*Available records*.
'''

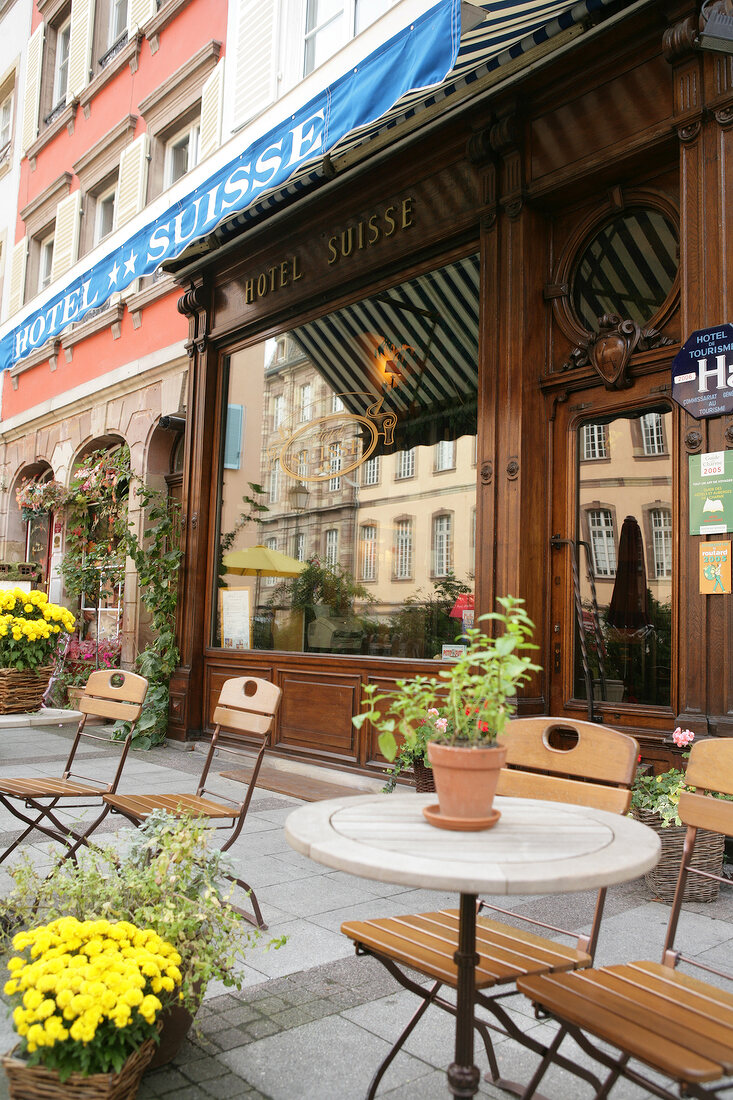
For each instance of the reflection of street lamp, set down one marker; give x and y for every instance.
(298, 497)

'''
'''

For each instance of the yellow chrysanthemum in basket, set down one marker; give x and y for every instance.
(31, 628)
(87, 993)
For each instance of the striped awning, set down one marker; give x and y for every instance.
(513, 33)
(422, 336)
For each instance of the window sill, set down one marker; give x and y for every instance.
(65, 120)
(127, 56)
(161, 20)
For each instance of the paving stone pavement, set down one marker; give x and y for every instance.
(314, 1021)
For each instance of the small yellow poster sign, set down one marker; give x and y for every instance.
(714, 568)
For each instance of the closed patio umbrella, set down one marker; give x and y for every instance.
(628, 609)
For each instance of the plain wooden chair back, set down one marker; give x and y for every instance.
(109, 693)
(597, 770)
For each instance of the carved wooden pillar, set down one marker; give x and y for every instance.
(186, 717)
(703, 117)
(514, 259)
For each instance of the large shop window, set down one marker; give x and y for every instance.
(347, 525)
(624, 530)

'''
'''

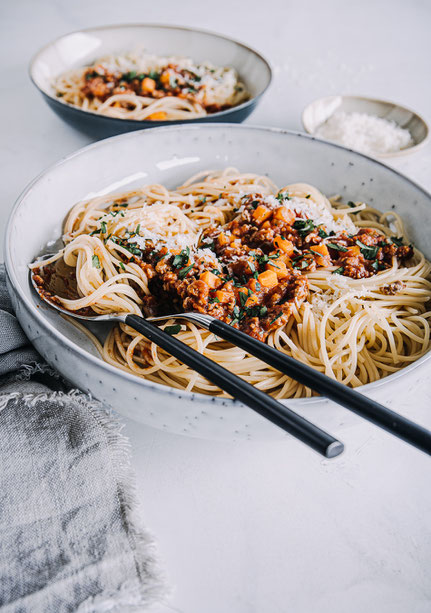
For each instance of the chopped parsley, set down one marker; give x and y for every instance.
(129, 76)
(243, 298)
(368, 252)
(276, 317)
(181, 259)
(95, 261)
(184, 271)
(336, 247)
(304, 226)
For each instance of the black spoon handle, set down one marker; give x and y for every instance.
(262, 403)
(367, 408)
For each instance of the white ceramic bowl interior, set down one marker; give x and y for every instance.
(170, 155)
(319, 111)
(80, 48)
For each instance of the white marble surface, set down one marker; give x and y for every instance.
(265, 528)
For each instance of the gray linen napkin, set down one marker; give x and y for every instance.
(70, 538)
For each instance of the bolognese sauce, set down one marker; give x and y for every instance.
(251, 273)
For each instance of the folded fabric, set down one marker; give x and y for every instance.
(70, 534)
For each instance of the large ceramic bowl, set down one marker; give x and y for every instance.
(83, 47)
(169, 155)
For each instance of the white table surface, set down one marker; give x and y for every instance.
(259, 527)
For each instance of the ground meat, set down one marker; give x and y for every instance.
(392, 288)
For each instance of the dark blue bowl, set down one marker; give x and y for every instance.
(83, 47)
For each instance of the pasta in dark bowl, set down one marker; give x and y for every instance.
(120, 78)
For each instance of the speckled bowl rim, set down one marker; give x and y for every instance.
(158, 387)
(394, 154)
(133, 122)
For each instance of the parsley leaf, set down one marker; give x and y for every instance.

'''

*Prompt*.
Please rewrite the lines as a numbered list, omitting any blank lines, starting at the line containing "For each instance of the gray" and ending at the line containing "For each instance of the parsley".

*Complete output*.
1. For each instance of the gray linen napkin, set down one marker; give x and y for every instance.
2. (70, 538)
3. For each instance of the bolognese sauce, set down one marker; give x and y for every instance.
4. (251, 273)
5. For each instance of the folded fabric, set down one marker; give x and y for every instance.
6. (70, 534)
7. For each instance of the large ceramic bowl, set down one marker; give x and y for every instance.
8. (83, 47)
9. (169, 155)
10. For each instance of the white table surface, set down one marker; give x and y for every instance.
11. (259, 527)
12. For each instance of the ground meat, set down one marker; give x and y for every instance.
13. (392, 288)
14. For each instance of the dark blue bowl, set down one marker; give x and y for every instance.
15. (83, 47)
16. For each instance of the pasta in dark bowl, set down one marker; give x and y for every instance.
17. (120, 78)
18. For each instance of the speckled bowl rim, set down one marker; give x and y for every instance.
19. (158, 387)
20. (394, 154)
21. (133, 122)
22. For each instance of the parsley leaf, set down one marker; give x and y for every instance.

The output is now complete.